Testo estratto ::
Quella della visita a domicilio è una pratica ancora tanto diffusa, che oggi però deve confrontarsi con abitudini e orari familiari molto soggettivi, nelle grandi come nelle piccole comunità. E i tempi del don sono sempre più stretti, preso com’è da mille servizi. Antica tradizione, nuovi problemi, e l’insorgere di interrogativi circa l’opportunità e la validità pastorale del gesto.
Se il parroco, complici le mille complicazioni, avverte i fedeli che “quest’anno è più difficile raggiungere tutti i nuclei familiari” questi, pur comprendendo le difficoltà in cui si imbattono i pastori, si possono sentire trascurati. La benedizione non è appena una sana tradizione o l’occasione per aggiornare l’archivio parrocchiale o per recitare preghiere. È tutto questo e molto di più
“Proprio nel centro dell’anno pastorale noi sacerdoti veniamo occupati per numerose ore al giorno in questa attività”- fa notare don Paolo Donati del Crocifisso di Rimini. Delle 8 zone in cui ha diviso la parrocchia, ne visita (con l’aiuto di tre diaconi) 5 all’anno. – “Da benedizione diventa sempre più visita alle famiglie – rilancia – anche non cattoliche. C’è l’idea di incontrare le persone e di far presente che la parrocchia è un punto di riferimento a 360 gradi”.

Blocco dati ::
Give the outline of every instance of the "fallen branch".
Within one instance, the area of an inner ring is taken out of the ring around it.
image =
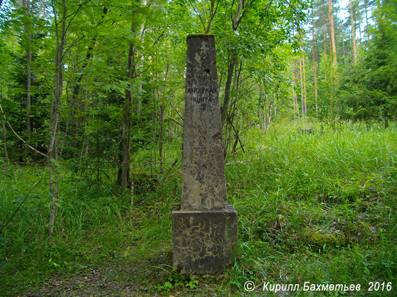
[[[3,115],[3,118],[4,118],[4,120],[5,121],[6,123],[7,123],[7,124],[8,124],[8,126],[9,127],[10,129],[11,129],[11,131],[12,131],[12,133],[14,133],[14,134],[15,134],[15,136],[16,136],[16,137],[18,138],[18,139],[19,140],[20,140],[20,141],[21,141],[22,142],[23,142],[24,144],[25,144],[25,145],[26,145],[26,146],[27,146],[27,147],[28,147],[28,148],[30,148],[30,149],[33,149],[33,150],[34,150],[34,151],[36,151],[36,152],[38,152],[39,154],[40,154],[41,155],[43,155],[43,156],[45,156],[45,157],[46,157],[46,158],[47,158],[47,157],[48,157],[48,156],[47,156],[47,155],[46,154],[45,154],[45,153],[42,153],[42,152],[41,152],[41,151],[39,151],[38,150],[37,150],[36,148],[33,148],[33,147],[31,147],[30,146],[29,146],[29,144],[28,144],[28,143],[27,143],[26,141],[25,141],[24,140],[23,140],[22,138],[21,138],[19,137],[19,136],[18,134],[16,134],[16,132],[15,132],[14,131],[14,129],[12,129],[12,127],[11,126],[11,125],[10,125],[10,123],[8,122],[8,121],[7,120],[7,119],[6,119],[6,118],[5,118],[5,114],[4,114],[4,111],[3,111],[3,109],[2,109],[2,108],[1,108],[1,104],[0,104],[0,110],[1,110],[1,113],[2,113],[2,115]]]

Istruzioni esercizio ::
1. Nel testo sulla benedizione delle case, quante delle 8 zone della parrocchia don Paolo Donati visita ogni anno?
2. Riprendi il testo sulla benedizione delle case e continualo dopo l'ultima frase.

Risposte ::
1. Ne visita 5 all'anno, con l'aiuto di tre diaconi.

2.
Problemi tanti, ma la validità pastorale di questo gesto non è di per sé sufficiente a tirare dritto? “Certamente il passaggio del prete nella casa di ogni abitante ha un significato bello, è un incontro personale che – per quanto fugace – può lasciare un segno positivo nell’animo delle persone. – ne conviene don Piergiorgio Farina – Per noi preti, anche se talvolta c’è un certo timore quando si bussa ad una casa perché non si sa mai come si viene accolti, è bello incontrare persone e situazioni nuove, constatare da vicino i problemi e le gioie di ogni famiglia. Ogni sera, al ritorno in parrocchia, c’è qualche motivo in più per ringraziare il Signore e affidargli determinate persone e situazioni”. Tuttavia, le forze sono quelle che sono e realisticamente occorre fare i conti con ciò che si può fare.
A Villa Verucchio, una delle parrocchie più grandi della diocesi, da anni i fedeli si sono dovuti abituare a sentir suonare il campanello a stagioni alterne: don Pierpaolo Conti (aiutato da un frate del convento di Santa Croce e dal diacono Luciano una volta a settimana) visita solo metà parrocchia a stagione. Come segno pasquale, per tutti, a pasqua mette a disposizione una bottiglietta di acqua benedetta. Di per sé sono le persone benedette che trasmettono la benedizione alla casa stessa mediante la loro fedeltà al Signore, la loro fede e la loro preghiera. Ogni capo famiglia, in virtù della propria partecipazione al sacerdozio di Cristo ricevuta nel battesimo, può benedire la propria famiglia.